* PROBLEM TO WORK ON *
Give again, unchanged, the line that contains "Identify each instance of the white sky" together with every line that follows it until the entries end.

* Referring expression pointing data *
○ ○ ○ ○ ○

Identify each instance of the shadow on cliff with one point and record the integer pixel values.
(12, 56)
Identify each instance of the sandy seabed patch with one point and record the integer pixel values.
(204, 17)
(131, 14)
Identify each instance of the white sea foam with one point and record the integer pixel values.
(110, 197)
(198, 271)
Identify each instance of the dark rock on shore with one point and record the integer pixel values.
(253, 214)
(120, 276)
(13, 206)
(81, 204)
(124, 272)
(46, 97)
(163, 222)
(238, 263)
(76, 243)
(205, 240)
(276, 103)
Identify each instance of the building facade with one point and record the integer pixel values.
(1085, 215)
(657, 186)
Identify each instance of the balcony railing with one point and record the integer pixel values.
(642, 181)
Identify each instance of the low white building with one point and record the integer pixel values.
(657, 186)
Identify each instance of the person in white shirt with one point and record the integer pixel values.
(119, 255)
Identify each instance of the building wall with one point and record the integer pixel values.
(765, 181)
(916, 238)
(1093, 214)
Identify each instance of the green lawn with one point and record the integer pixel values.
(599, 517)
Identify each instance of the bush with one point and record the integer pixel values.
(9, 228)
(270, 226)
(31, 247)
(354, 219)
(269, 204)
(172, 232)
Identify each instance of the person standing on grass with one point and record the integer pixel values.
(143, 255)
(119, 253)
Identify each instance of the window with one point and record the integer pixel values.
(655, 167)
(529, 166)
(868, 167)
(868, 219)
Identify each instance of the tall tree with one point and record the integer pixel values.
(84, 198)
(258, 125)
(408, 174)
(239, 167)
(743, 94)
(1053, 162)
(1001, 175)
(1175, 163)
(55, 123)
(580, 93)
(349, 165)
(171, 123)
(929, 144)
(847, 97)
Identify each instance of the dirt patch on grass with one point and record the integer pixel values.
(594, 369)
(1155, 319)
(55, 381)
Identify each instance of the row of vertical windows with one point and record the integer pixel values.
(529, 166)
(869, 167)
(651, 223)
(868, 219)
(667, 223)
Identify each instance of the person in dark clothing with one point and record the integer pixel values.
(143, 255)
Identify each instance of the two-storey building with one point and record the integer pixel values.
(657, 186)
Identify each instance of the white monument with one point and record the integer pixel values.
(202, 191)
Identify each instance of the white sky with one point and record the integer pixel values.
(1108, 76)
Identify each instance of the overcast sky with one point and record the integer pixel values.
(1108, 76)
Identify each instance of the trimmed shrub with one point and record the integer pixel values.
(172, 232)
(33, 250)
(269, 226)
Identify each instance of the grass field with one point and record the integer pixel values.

○ ○ ○ ○ ○

* RESULT BELOW *
Identify each instance of the white sky with one point and record the integer pixel values.
(1108, 76)
Identify each instance of the overcast sky with one point and record the integer pixel values.
(1108, 76)
Identify each instance of the trimmed shrub with one point and record the integer pixel values.
(172, 232)
(33, 250)
(269, 226)
Identify each instance of the grass field with one point and record the integer pixel values.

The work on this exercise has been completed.